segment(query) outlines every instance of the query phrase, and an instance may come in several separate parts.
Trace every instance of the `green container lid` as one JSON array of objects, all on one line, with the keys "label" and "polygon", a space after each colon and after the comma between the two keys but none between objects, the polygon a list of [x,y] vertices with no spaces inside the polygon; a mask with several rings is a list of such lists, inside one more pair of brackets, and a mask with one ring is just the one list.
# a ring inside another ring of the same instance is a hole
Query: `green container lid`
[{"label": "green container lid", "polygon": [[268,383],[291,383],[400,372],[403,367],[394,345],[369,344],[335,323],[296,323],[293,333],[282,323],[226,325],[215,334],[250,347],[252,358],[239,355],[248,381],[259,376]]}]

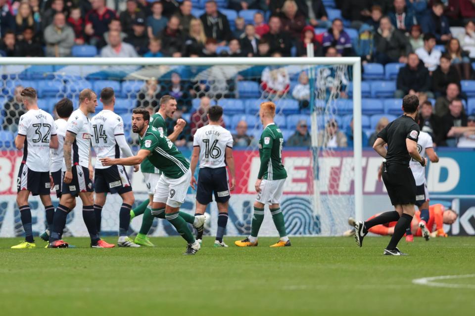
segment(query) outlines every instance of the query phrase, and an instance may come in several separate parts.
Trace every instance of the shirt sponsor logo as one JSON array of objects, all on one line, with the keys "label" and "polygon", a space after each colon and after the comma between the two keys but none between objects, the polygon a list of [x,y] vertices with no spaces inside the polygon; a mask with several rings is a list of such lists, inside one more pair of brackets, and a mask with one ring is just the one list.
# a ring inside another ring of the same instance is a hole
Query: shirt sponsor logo
[{"label": "shirt sponsor logo", "polygon": [[226,190],[226,191],[222,191],[221,192],[218,192],[218,196],[219,197],[228,196],[229,196],[229,190]]},{"label": "shirt sponsor logo", "polygon": [[114,181],[114,182],[111,182],[109,183],[109,187],[112,188],[113,187],[115,187],[116,186],[120,186],[122,185],[122,182],[121,182],[120,180],[118,181]]}]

######

* [REQUIREMENTS]:
Please write out all the records above again with "outlines" swapped for "traces" and nothing else changed. Leave the pictures out.

* [ANSWER IN FULL]:
segment(query) traces every instance of the query phrase, and an instance may come in several separate parts.
Trace every instance of the `green container lid` as one JSON array of objects, all on one line, with the keys "label" and "polygon", a space after each colon and after the comma between the two keys but none between objects, the polygon a list of [x,y] vertices with no spaces inside the polygon; a mask with several rings is a list of such lists, inside one more pair of brackets, and a mask with one ring is just the one list.
# a ring inside another ring of the same instance is a hole
Query: `green container lid`
[{"label": "green container lid", "polygon": [[268,383],[291,383],[400,372],[403,367],[394,345],[369,344],[335,323],[296,323],[293,333],[282,323],[226,325],[215,334],[250,347],[252,358],[239,355],[248,381],[259,376]]}]

segment(query) traces every instance of the query phrase, and an instance may come in several separate parts.
Trace every instance of the shirt sponsor logo as one JSON array of objects, all on one line, with the keys "label" and "polygon", a space after each colon and after the comma between the two keys but none between objects, the polygon a list of [x,y] vertices with no spaces inside the polygon; a mask with several rings is a list of such lists, inside one more pair of brackets, and a mask with one ring is just the one list.
# a ring inside another ring of the same instance is a hole
Query: shirt sponsor logo
[{"label": "shirt sponsor logo", "polygon": [[226,190],[226,191],[222,191],[221,192],[218,192],[218,196],[219,197],[228,196],[229,196],[229,190]]},{"label": "shirt sponsor logo", "polygon": [[114,181],[114,182],[111,182],[109,183],[109,187],[112,188],[113,187],[115,187],[116,186],[120,186],[122,185],[122,182],[121,182],[120,180],[118,181]]}]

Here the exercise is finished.